*THINGS TO DO*
1 – Reproduce the passage of the Mac data recovery post that opens with the words containing "This post might" and closes with "stating a fact).", replacing "vacation" with "holiday".
2 – Write the next part of the Mac data recovery post, picking up after its last sentence.

*DOCUMENT SEGMENT*
* * * * * * *

This post might seem outside of our focus, but life brings all kinds of challenges. A friend of mine bought a MacBook when she was on vacation in the USA. For obvious reasons, Macs are more common on the other side of the Atlantic. In Europe it’s still rare to see a person using Mac as a personal computer (no flame intended, just stating a fact).
Her Mac completely broke down. The service guys told her she’d need to replace the motherboard, which would cost almost the same as a new computer. The problem was her Mac wouldn’t even start, and all the data she had on a hard-drive was stuck in the neat white box without any signs of life.
Sure, I said, I’m a computer guy I can recover it, can’t I?
I had never worked with Mac before, so I started with initial research to find out what options I have with hardware available in my home computer den.
I came to know that Mac uses filesystem called HFS+, and it can’t be read from Windows 32bit. Great, I thought, I’ve two options—find someone else with a Mac or get it mounted on Linux.
Fortunately, I have a Linux box at home, so it should be easy. I unscrewed the MacBook, and behind the battery there was 2.5 SATA drive. To be able to connect it, I need the interface between 2.5″ SATA drive and USB. For this purpose I’m using a QCP converter cable, which allows you to connect internal 2.5″/3.5″ ATA/SATA drives directly to USB port. (https://www.youtube.com/watch?v=NMtAPgcMtLQ) I really like this piece of hardware—it’s exactly the kind of gadget you want to have around for saving notebook drives.
After connecting the disk, I found that my OEL5.1 wouldn’t be friends with it. I simply couldn’t find the right hfsplus module for this distribution. Fortunately, there were many references about mounting hfsplus disks on Ubuntu Linux, which is my second system.

* * * * * * *

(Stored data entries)
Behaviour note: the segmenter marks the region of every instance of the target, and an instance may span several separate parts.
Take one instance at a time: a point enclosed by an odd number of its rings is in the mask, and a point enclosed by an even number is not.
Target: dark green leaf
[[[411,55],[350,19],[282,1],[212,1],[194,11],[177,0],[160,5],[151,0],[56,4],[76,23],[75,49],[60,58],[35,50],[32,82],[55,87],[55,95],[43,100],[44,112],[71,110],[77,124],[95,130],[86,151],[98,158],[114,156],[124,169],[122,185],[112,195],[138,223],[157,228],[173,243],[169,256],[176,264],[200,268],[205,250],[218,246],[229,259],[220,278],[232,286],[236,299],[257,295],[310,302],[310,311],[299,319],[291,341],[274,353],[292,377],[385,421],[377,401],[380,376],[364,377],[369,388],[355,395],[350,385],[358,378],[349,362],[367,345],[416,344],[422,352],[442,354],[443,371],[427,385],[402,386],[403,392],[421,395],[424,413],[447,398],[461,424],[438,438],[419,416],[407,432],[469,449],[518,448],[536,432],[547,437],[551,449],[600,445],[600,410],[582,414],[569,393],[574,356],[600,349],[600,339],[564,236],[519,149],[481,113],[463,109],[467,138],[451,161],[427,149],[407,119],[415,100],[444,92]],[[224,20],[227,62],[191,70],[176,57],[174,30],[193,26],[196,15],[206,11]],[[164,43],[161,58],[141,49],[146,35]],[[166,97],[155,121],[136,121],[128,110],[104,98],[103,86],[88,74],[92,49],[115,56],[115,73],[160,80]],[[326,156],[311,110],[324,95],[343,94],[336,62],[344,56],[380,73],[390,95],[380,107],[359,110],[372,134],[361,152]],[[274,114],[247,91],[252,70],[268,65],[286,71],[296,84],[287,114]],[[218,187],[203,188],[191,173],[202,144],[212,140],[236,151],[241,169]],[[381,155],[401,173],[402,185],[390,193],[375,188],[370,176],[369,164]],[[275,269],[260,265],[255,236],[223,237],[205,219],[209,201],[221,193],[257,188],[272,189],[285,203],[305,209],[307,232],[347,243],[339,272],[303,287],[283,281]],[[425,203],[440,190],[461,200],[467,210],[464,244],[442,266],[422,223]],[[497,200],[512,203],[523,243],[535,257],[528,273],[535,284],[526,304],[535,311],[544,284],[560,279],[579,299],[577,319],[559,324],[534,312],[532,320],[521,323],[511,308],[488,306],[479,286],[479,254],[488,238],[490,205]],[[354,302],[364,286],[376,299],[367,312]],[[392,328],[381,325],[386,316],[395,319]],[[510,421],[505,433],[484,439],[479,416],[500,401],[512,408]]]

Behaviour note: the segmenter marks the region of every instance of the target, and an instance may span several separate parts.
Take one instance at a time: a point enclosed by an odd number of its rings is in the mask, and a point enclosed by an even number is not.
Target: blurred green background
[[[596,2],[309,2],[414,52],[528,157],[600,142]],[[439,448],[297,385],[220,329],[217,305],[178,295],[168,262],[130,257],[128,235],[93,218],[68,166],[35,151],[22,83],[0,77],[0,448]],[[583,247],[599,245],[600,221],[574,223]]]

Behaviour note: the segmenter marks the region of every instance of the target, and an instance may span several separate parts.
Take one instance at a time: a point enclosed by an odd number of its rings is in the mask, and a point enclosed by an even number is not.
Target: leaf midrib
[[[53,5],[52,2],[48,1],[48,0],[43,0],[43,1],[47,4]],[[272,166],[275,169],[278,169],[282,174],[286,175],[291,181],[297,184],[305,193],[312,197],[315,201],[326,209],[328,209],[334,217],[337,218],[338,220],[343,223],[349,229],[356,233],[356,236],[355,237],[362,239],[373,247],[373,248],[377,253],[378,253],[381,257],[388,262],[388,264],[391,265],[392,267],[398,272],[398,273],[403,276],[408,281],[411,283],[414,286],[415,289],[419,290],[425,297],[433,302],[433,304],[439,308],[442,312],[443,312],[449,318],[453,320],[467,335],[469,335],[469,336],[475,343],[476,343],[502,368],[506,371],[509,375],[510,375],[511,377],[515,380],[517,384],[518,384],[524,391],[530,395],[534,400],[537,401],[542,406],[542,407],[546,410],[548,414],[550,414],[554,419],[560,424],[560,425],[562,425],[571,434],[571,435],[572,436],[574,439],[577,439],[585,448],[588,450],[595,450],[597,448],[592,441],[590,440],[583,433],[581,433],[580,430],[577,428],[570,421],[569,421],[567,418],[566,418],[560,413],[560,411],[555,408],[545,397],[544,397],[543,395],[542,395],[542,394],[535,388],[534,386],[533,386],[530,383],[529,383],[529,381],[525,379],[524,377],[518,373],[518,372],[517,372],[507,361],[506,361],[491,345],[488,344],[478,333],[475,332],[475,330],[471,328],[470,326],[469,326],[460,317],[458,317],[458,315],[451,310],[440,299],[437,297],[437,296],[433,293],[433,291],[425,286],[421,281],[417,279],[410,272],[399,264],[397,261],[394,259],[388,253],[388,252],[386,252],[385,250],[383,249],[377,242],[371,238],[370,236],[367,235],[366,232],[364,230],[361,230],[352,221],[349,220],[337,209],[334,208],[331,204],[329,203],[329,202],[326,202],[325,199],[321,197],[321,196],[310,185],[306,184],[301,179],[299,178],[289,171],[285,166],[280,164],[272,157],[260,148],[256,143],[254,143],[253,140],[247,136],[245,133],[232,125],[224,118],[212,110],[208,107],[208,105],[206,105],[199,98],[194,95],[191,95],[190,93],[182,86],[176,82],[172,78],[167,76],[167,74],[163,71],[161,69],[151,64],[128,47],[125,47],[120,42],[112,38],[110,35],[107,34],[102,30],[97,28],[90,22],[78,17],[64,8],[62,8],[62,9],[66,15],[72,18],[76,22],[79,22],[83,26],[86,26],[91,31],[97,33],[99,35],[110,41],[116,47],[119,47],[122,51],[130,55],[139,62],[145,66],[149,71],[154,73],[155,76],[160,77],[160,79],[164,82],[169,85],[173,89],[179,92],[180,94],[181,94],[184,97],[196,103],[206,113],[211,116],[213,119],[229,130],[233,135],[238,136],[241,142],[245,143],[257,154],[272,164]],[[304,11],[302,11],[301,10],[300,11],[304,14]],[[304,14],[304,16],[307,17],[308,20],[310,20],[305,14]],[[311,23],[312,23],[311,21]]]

* * * * * * *

*RESULTS FOR EACH TASK*
1 –
This post might seem outside of our focus, but life brings all kinds of challenges. A friend of mine bought a MacBook when she was on holiday in the USA. For obvious reasons, Macs are more common on the other side of the Atlantic. In Europe it’s still rare to see a person using Mac as a personal computer (no flame intended, just stating a fact).

2 –
I downloaded the required package and dependency libraries for Ubuntu from here:
The packages installation is straight forward:
root@silverbox:~# dpkg -i libhfsp0_1.0.4-10ubuntu1_i386.deb libc6_2.3.6-0ubuntu20_i386.deb hfsplus_1.0.4-10ubuntu1_i386.deb
After that, I needed to load the hfsplus module:
root@silverbox:~# modprobe hfsplus root@silverbox:~# cat /proc/filesystems | grep hfs hfsplus
Next, I had to check which partition is the one I need to mount. For this purpose, I used parted:
root@silverbox:~# parted /dev/sdd GNU Parted 1.7.1 Using /dev/sdd Welcome to GNU Parted! Type 'help' to view a list of commands. (parted) print Disk /dev/sdd: 160GB Sector size (logical/physical): 512B/512B Partition Table: gpt Number Start End Size File system Name Flags 1 20.5kB 210MB 210MB fat32 EFI System Partition boot 2 210MB 160GB 160GB hfs+ Untitled
Knowing the partition containing the data was /dev/sdd2, and I could mount it.
root@silverbox:~# mount -t hfsplus /dev/sdd2 /mnt/macosx root@silverbox:~#
The next problem I faced was privileges. The directories I needed to save were owned by a non-existent user, and so I wasn’t able to access that path.
To work around this, I created a new user and assigned the directory owner UID.
root@silverbox:~# useradd macuser root@silverbox:~# usermod -u 501 macuser
This allowed me to access the directory I needed to recover, and copy files to another ntfs disk which will be readable by regular Windows machine.